What to do:
Collect every line of the material below that contains the string "surface". Case counts.

Saved entries:
────────────────────
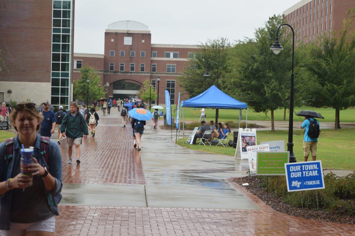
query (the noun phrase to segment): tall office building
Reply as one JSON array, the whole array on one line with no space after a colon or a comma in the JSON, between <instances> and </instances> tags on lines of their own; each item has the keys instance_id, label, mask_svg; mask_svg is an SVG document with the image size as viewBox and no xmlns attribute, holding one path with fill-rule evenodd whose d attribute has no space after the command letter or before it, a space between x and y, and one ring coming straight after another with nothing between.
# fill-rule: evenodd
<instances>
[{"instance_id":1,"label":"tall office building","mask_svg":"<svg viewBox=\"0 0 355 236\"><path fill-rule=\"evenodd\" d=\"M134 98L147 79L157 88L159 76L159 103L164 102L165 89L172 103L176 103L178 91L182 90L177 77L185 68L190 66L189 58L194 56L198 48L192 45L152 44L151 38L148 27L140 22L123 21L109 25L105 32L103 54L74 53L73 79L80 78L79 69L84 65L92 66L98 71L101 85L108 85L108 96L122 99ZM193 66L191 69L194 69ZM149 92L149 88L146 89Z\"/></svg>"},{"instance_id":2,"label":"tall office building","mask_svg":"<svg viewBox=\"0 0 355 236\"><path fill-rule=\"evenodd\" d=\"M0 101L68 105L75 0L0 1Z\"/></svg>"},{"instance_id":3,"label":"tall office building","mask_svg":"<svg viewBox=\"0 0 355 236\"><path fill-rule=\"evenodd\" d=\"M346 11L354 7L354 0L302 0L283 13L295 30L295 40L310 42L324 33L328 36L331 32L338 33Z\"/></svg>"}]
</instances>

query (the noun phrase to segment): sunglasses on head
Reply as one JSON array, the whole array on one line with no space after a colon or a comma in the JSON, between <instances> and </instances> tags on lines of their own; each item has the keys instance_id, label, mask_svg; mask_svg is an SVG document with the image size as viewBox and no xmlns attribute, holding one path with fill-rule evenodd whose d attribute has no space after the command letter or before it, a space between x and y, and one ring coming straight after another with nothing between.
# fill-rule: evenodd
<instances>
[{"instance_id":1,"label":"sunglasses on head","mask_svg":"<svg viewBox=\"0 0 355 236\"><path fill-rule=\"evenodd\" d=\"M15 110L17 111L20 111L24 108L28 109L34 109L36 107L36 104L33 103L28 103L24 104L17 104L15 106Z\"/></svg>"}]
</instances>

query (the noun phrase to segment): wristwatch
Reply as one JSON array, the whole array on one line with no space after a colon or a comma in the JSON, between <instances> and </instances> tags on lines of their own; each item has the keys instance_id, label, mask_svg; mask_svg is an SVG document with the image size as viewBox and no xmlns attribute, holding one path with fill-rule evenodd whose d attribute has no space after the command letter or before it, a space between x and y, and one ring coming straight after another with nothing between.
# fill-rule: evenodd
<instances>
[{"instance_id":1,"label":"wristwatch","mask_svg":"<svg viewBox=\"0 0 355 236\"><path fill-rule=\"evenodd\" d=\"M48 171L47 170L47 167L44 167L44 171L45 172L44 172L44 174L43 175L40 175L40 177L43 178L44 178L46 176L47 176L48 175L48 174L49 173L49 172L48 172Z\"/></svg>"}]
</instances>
────────────────────
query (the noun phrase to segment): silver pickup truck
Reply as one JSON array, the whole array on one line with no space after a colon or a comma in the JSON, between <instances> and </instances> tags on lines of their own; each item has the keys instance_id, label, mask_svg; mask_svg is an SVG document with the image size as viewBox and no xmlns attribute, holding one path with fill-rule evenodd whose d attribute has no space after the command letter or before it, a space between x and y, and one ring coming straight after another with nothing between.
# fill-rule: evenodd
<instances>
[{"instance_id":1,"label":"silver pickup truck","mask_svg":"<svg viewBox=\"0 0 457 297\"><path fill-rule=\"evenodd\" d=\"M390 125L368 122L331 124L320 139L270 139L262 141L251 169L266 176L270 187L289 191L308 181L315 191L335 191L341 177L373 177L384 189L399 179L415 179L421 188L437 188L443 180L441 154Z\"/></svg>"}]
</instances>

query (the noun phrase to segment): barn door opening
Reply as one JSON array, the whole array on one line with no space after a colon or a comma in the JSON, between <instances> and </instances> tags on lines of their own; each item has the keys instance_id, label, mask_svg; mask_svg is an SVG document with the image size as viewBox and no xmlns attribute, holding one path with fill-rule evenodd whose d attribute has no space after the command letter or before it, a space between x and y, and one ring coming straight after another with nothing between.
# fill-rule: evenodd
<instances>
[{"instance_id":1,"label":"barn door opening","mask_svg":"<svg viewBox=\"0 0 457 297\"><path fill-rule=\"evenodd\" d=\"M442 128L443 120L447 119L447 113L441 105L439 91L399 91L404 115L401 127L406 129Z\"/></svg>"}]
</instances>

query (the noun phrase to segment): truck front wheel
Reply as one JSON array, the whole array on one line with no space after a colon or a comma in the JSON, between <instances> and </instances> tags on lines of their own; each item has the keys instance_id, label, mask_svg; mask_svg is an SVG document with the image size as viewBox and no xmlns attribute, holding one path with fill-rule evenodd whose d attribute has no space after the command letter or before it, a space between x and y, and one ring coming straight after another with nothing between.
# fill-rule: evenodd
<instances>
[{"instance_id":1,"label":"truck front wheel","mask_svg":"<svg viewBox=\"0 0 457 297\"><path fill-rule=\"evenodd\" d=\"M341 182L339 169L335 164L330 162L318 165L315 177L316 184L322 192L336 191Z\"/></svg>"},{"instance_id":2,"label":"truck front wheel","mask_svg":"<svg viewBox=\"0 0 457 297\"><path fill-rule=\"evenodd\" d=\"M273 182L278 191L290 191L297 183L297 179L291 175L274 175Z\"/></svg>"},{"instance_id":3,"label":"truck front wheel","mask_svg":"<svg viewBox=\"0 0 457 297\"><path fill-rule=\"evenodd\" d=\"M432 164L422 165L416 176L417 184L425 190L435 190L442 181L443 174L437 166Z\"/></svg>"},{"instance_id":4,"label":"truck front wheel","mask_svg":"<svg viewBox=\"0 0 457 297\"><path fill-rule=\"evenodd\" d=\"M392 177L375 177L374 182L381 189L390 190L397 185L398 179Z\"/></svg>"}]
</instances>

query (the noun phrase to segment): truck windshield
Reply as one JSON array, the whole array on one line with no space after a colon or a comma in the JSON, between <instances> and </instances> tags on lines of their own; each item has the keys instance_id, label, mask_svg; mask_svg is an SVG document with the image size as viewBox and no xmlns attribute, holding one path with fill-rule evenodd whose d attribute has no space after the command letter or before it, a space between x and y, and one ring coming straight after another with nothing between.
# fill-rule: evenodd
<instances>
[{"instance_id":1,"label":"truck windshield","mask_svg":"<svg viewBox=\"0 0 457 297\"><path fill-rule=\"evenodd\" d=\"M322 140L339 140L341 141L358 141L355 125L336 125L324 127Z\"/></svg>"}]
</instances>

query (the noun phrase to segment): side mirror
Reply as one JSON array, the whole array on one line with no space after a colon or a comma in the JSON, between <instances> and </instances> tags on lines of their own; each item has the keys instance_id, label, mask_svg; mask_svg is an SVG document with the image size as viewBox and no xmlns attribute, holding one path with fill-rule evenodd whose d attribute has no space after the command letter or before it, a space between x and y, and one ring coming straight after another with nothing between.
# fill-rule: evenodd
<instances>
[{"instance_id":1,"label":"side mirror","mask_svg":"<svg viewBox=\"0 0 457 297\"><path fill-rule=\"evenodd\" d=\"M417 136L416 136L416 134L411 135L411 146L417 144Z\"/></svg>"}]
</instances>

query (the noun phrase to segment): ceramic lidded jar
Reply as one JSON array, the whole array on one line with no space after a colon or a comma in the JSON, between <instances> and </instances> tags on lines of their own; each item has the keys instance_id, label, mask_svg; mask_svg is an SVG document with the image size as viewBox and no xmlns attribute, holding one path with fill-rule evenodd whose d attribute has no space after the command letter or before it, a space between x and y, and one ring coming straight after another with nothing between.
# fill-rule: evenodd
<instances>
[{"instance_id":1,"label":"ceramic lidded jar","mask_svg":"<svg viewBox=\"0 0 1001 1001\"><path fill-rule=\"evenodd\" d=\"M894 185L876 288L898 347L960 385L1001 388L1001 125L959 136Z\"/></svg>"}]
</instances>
────────────────────
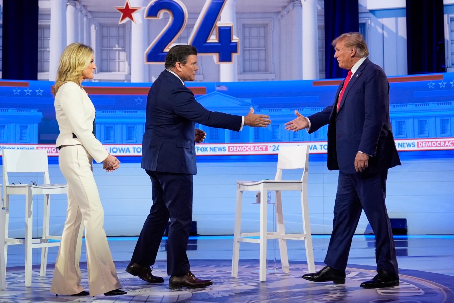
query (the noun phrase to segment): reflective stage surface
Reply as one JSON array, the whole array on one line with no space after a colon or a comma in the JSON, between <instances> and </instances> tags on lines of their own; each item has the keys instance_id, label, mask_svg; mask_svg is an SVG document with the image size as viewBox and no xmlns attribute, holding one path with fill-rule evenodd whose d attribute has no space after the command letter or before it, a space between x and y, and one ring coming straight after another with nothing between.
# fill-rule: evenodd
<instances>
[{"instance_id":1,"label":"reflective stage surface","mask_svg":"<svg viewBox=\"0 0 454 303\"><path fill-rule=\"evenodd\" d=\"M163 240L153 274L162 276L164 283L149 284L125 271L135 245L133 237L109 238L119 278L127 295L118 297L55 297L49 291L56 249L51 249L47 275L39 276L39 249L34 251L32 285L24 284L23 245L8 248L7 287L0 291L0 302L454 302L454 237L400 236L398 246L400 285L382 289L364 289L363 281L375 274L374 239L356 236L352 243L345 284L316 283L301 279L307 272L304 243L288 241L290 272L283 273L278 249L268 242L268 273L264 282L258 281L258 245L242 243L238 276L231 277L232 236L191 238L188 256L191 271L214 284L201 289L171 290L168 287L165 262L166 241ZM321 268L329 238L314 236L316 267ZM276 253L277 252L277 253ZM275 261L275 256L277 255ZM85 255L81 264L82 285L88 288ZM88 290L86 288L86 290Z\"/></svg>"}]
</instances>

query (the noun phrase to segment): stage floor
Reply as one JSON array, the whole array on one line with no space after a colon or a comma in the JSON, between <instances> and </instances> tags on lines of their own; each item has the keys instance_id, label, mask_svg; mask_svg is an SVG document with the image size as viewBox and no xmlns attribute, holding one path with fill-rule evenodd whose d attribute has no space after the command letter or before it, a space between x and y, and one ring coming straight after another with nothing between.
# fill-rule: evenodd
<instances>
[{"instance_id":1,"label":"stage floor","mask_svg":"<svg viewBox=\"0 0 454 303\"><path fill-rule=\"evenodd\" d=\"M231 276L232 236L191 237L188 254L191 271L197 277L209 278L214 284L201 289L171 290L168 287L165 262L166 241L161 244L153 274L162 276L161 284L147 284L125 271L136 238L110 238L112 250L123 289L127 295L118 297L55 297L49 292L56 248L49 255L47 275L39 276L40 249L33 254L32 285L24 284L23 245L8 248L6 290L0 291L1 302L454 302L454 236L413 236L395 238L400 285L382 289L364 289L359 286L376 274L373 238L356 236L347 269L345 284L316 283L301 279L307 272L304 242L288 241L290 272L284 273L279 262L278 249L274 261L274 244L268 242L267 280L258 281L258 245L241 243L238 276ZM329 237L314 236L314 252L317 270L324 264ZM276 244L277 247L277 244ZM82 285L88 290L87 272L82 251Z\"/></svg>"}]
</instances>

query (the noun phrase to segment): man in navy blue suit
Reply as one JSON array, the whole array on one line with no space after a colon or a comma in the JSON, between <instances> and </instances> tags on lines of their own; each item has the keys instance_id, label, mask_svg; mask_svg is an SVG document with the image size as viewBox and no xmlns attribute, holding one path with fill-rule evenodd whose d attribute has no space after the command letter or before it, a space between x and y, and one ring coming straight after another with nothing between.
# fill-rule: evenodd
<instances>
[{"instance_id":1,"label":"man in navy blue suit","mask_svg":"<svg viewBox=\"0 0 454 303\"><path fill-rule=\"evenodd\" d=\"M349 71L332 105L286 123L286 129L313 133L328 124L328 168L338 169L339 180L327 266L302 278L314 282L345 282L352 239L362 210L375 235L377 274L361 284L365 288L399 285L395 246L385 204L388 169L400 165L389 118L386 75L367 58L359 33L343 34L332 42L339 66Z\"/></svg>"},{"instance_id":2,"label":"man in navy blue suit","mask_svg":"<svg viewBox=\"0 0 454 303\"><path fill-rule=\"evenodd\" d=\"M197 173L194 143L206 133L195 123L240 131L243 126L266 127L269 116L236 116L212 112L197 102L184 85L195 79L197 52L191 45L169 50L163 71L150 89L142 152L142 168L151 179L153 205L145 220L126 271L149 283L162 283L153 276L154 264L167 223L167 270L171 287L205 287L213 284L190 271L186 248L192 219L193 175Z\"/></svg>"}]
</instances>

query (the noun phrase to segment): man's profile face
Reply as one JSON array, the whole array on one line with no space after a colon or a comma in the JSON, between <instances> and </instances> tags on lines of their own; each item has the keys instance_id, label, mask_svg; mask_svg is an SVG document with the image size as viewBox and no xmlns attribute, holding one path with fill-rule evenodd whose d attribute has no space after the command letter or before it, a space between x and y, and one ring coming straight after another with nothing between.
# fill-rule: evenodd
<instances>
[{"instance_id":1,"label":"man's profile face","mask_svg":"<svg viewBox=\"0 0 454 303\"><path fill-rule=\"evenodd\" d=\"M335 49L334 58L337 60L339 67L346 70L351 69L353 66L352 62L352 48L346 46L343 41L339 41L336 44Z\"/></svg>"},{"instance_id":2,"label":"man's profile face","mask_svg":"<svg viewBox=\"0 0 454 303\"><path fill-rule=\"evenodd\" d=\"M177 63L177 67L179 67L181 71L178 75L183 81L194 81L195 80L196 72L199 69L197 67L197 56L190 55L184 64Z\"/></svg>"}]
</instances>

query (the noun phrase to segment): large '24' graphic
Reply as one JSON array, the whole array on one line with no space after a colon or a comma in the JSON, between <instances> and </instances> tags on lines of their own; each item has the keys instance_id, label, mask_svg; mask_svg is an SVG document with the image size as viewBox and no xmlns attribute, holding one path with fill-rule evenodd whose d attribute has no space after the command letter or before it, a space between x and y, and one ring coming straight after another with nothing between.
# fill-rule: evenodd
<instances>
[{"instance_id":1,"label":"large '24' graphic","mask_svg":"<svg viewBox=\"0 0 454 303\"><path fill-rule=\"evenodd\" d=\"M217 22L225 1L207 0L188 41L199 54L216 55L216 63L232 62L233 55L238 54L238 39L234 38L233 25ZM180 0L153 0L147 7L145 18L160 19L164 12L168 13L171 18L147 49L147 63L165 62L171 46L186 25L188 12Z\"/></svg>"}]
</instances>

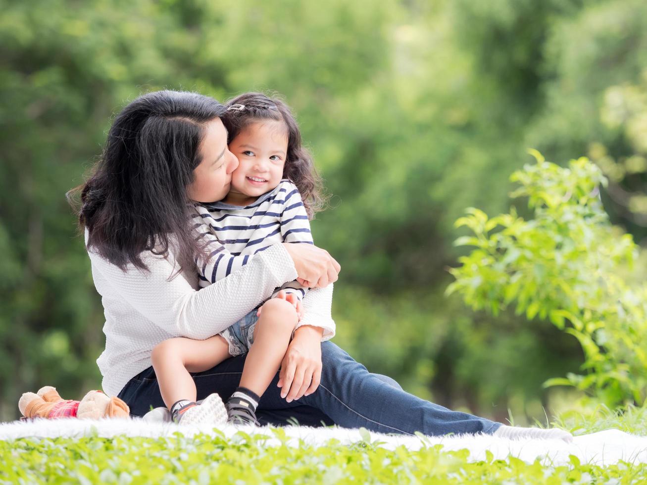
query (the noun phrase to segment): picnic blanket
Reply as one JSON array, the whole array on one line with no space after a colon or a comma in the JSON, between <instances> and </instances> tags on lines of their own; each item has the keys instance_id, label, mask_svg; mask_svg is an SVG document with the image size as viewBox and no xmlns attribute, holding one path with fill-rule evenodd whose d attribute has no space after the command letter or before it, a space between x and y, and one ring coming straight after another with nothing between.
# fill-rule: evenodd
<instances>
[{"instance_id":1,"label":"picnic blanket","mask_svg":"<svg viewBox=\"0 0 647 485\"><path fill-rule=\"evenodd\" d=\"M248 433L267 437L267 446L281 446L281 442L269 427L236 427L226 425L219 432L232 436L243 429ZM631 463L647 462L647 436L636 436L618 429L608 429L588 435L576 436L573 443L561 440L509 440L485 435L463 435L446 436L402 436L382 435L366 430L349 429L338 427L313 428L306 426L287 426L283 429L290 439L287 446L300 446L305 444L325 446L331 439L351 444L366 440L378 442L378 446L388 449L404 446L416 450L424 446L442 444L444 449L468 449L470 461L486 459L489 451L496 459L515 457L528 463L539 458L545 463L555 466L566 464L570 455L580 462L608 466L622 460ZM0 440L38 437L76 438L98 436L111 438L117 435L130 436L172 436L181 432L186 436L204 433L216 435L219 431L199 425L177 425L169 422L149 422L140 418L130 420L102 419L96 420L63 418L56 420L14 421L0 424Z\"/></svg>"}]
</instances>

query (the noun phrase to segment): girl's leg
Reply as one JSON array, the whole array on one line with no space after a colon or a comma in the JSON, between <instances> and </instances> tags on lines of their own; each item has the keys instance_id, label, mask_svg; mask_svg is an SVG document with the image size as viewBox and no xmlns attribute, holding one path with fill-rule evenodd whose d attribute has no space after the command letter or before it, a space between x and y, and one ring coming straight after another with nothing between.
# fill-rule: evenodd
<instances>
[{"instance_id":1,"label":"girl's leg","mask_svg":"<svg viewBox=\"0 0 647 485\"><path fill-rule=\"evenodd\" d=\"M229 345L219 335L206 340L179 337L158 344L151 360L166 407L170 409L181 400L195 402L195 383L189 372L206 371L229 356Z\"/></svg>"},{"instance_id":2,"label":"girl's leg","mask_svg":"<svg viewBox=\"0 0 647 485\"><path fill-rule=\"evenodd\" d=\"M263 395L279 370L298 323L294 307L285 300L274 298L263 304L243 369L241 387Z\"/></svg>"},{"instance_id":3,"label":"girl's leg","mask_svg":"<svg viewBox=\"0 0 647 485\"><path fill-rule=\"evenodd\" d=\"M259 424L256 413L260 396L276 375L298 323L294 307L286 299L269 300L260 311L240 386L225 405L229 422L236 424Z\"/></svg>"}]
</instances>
────────────────────
Full answer:
query (the noun phrase to segment): reflective stage surface
[{"instance_id":1,"label":"reflective stage surface","mask_svg":"<svg viewBox=\"0 0 454 303\"><path fill-rule=\"evenodd\" d=\"M163 240L153 274L162 276L164 283L149 284L125 271L135 245L133 237L109 238L119 278L127 295L118 297L55 297L49 291L56 249L51 249L47 275L39 276L39 249L34 251L32 285L24 284L23 245L8 248L7 287L0 291L0 302L454 302L454 237L400 236L398 246L400 285L382 289L364 289L363 281L375 274L374 239L356 236L352 243L345 284L316 283L301 279L307 272L304 243L288 241L290 272L283 273L278 249L268 242L268 273L264 282L258 281L258 245L242 243L238 276L231 277L232 236L191 238L188 256L191 271L214 284L201 289L171 290L168 287L165 262L166 241ZM321 268L329 238L314 236L316 267ZM276 253L277 252L277 253ZM275 261L275 256L277 255ZM85 255L81 264L82 285L88 288ZM88 290L86 288L86 290Z\"/></svg>"}]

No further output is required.